+++ Supplied passage

If actual costs are greater than standard costs, there is a(n) a. normal variance b. favorable variance c. unfavorable variance d. error in the accounting system

c. unfavorable variance

flexible budget shows $36,000 at 18,000 direct labor hours. if $37,400 incurred at 18,400 direct labor hours, flexible budget report shows: a. $1,400 unfavorable b. $600 favorable c. $1,400 favorable d. $600 unfavorable

d. $600 unfavorable

incremental analysis would be appropriate for a. acceptance of an order at a special price b. a sell or process further decision c. a retain or replace equipment decision d. all of these answer choices are correct

d. all of these answer choices are correct

budget reports should be prepared a. daily b. weekly c. monthly d. as frequently as needed

d. as frequently as needed

the culmination of preparing operating budgets is the a. budgeted balance sheet b. cash budget c. production budget d. budgeted income statement

d. budgeted income statement

which of the following is not an operating budget? a. direct labor budget b. production budget c. sales budget d. cash budget

d. cash budget

in a production budget, total required production units are the budgeted sales units plus a. beginning finished goods units b. desired ending finished goods units + beginning finished goods units c. desired ending finished goods units d. desired ending finished goods units - beginning finished goods units

d. desired ending finished goods units - beginning finished goods units

costs that are not responsive to changes in activity can be described as a. mixed b. variable c. flexible d. fixed

d. fixed

which expenses would not appear on a selling and admin expense budget? a. sales commissions b. property taxes c. depreciation d. indirect labor

d. indirect labor

the flexible budget a. is prepared before the master budget b. eliminates the need for a master budget c. is relevant both within and outside the relevant range d. is a series of static budgets at different activity levels

d. is a series of static budgets at different activity levels

the most common budget period is a. one month b. six months c. three months d. one year

d. one year

You have 60,000 lbs of raw materials on Jan 1. You need 120,000 lbs on Jan 31. You need 410,000 lbs for Jan production. How many lbs of materials do you purchase? a. purchase 350,000 lbs b. purchase 290,000 lbs c. purchase 530,000 lbs d. purchase 470,000 lbs

d. purchase 470,000 lbs (material needed for Jan 31 - material already had on Jan 1 + material needed for Jan production)

++++++

=== The request ===
From the budgeting quiz above, extract the section that begins at the words "the flexible budget" and stops after "for Jan production)". Copy it word for word.

+++ Dataset excerpt

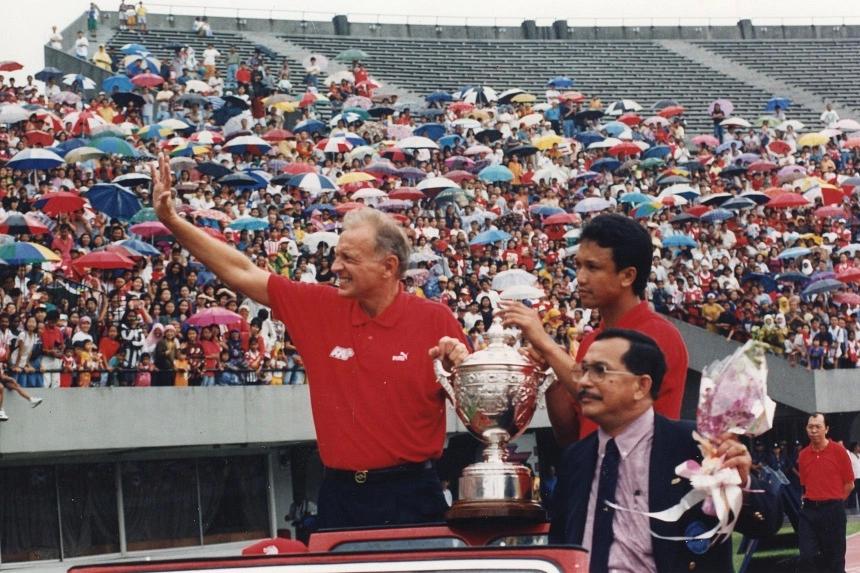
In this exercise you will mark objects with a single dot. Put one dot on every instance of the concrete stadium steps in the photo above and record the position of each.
(639, 70)
(825, 67)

++++++

=== The result ===
the flexible budget a. is prepared before the master budget b. eliminates the need for a master budget c. is relevant both within and outside the relevant range d. is a series of static budgets at different activity levels

d. is a series of static budgets at different activity levels

the most common budget period is a. one month b. six months c. three months d. one year

d. one year

You have 60,000 lbs of raw materials on Jan 1. You need 120,000 lbs on Jan 31. You need 410,000 lbs for Jan production. How many lbs of materials do you purchase? a. purchase 350,000 lbs b. purchase 290,000 lbs c. purchase 530,000 lbs d. purchase 470,000 lbs

d. purchase 470,000 lbs (material needed for Jan 31 - material already had on Jan 1 + material needed for Jan production)